### Materials provided
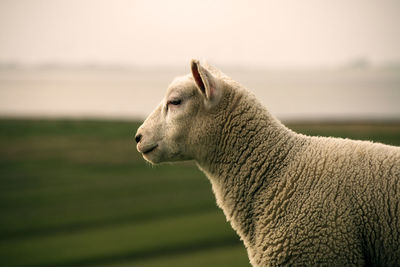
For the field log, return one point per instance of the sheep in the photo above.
(292, 199)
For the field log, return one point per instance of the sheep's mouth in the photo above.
(149, 150)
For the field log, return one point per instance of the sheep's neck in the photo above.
(248, 159)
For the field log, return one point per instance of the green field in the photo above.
(76, 193)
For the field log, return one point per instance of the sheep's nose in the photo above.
(138, 137)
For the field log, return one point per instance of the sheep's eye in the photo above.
(175, 102)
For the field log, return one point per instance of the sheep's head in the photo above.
(183, 122)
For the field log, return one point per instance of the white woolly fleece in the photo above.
(293, 199)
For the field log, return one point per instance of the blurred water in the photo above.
(368, 93)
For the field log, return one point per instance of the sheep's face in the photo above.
(171, 132)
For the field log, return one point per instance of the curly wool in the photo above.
(293, 199)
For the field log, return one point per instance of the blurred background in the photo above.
(77, 78)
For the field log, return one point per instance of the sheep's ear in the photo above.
(205, 81)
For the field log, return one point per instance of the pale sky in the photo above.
(253, 32)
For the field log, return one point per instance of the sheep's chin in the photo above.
(152, 157)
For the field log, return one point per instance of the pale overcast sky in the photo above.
(271, 33)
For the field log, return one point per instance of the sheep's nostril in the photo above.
(138, 138)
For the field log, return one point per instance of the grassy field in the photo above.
(76, 193)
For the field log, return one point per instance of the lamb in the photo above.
(293, 199)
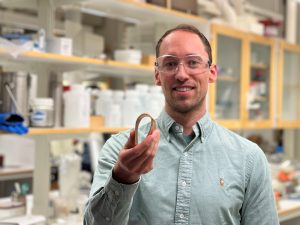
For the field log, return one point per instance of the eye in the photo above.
(194, 61)
(170, 63)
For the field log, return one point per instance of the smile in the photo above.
(183, 88)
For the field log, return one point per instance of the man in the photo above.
(190, 170)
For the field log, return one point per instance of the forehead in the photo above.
(181, 43)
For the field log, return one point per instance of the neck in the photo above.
(187, 119)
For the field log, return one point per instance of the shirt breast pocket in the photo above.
(231, 186)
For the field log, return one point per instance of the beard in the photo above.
(182, 107)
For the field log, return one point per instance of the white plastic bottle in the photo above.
(131, 108)
(77, 107)
(103, 104)
(114, 118)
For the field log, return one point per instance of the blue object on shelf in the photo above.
(13, 123)
(279, 149)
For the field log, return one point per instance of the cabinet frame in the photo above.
(284, 45)
(244, 122)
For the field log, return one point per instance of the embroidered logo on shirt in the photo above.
(222, 182)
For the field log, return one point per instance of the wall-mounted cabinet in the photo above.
(289, 86)
(243, 94)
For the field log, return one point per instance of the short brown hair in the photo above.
(188, 28)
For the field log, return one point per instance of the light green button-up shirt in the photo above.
(219, 178)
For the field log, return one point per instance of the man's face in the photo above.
(185, 91)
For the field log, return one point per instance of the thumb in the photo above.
(131, 140)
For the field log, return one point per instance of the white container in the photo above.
(63, 46)
(103, 104)
(132, 56)
(42, 113)
(131, 108)
(118, 97)
(114, 118)
(77, 107)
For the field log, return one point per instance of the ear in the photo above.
(213, 73)
(157, 78)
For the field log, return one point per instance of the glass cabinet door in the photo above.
(289, 87)
(259, 99)
(228, 82)
(226, 94)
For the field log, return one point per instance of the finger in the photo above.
(142, 163)
(130, 143)
(133, 158)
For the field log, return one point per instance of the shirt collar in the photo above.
(202, 128)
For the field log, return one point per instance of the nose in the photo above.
(181, 73)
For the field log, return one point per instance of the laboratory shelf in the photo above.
(66, 63)
(138, 12)
(46, 131)
(49, 131)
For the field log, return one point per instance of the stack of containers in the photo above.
(77, 107)
(121, 108)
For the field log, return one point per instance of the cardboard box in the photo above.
(187, 6)
(96, 121)
(59, 45)
(148, 60)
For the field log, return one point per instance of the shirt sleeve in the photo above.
(109, 202)
(259, 205)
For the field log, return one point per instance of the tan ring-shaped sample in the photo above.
(137, 123)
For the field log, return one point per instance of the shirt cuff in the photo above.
(116, 190)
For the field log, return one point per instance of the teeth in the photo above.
(183, 89)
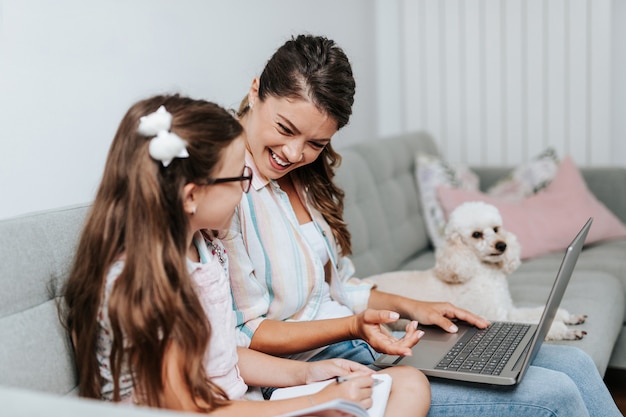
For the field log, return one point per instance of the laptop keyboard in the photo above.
(487, 350)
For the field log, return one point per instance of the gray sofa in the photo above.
(384, 215)
(383, 211)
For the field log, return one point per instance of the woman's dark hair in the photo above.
(315, 69)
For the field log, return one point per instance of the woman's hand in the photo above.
(441, 314)
(357, 389)
(330, 368)
(426, 312)
(369, 326)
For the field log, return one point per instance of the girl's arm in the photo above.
(254, 367)
(177, 396)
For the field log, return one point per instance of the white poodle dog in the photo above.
(471, 272)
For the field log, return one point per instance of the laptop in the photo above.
(445, 355)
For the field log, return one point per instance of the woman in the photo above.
(292, 284)
(148, 299)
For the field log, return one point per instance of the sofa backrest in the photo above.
(36, 254)
(382, 206)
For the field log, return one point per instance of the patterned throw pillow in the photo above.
(523, 181)
(527, 179)
(431, 172)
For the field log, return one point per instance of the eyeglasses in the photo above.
(246, 179)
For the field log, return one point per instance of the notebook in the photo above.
(506, 365)
(380, 394)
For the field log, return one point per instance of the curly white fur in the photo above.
(471, 270)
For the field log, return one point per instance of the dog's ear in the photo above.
(511, 260)
(455, 262)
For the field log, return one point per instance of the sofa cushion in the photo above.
(600, 293)
(381, 204)
(36, 252)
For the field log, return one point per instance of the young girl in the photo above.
(293, 284)
(147, 274)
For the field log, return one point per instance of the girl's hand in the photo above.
(369, 326)
(330, 368)
(357, 389)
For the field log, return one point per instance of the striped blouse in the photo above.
(274, 271)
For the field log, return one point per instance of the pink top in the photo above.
(213, 289)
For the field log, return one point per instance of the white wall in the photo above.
(498, 81)
(69, 69)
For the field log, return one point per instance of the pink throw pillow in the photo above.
(548, 220)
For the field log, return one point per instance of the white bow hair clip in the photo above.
(165, 145)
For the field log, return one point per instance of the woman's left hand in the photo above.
(330, 368)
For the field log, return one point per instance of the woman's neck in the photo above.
(287, 185)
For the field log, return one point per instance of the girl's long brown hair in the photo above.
(138, 214)
(315, 68)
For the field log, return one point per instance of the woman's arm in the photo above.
(281, 337)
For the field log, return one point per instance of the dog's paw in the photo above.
(574, 334)
(576, 319)
(559, 331)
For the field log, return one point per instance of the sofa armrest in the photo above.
(21, 402)
(608, 184)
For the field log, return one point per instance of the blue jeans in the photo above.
(562, 381)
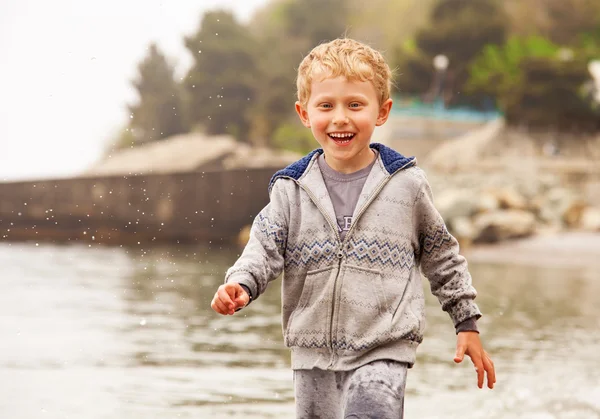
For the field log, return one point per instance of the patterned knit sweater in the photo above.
(347, 303)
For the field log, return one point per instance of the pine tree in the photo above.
(158, 113)
(221, 83)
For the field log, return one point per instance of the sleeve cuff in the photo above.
(468, 325)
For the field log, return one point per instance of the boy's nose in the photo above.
(340, 118)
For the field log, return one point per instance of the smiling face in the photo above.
(342, 115)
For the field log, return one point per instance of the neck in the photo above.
(360, 161)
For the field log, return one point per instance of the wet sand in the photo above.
(557, 250)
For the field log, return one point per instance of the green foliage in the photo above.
(458, 29)
(287, 30)
(159, 112)
(498, 68)
(221, 83)
(293, 136)
(538, 84)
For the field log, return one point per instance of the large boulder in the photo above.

### Short task
Recast the material from the line containing "boy's nose in the photo above." up to and including the final line as a JSON list of strings, one string per line and with blank lines omitted.

### Exercise output
[
  "For the field log, return one point per instance of the boy's nose in the photo above.",
  "(340, 118)",
  "For the field log, return one point per instance of the smiling face in the photo above.",
  "(342, 115)",
  "For the field log, return one point per instance of the neck in the photo above.",
  "(360, 161)",
  "For the field log, return one point per instance of the wet sand in the photo above.",
  "(557, 250)",
  "For the field log, return one point per instance of the green foliage in the photo above.",
  "(458, 29)",
  "(287, 30)",
  "(159, 112)",
  "(498, 68)",
  "(221, 83)",
  "(293, 136)",
  "(538, 84)",
  "For the field log, return one point per instance of the large boulder in the photo above."
]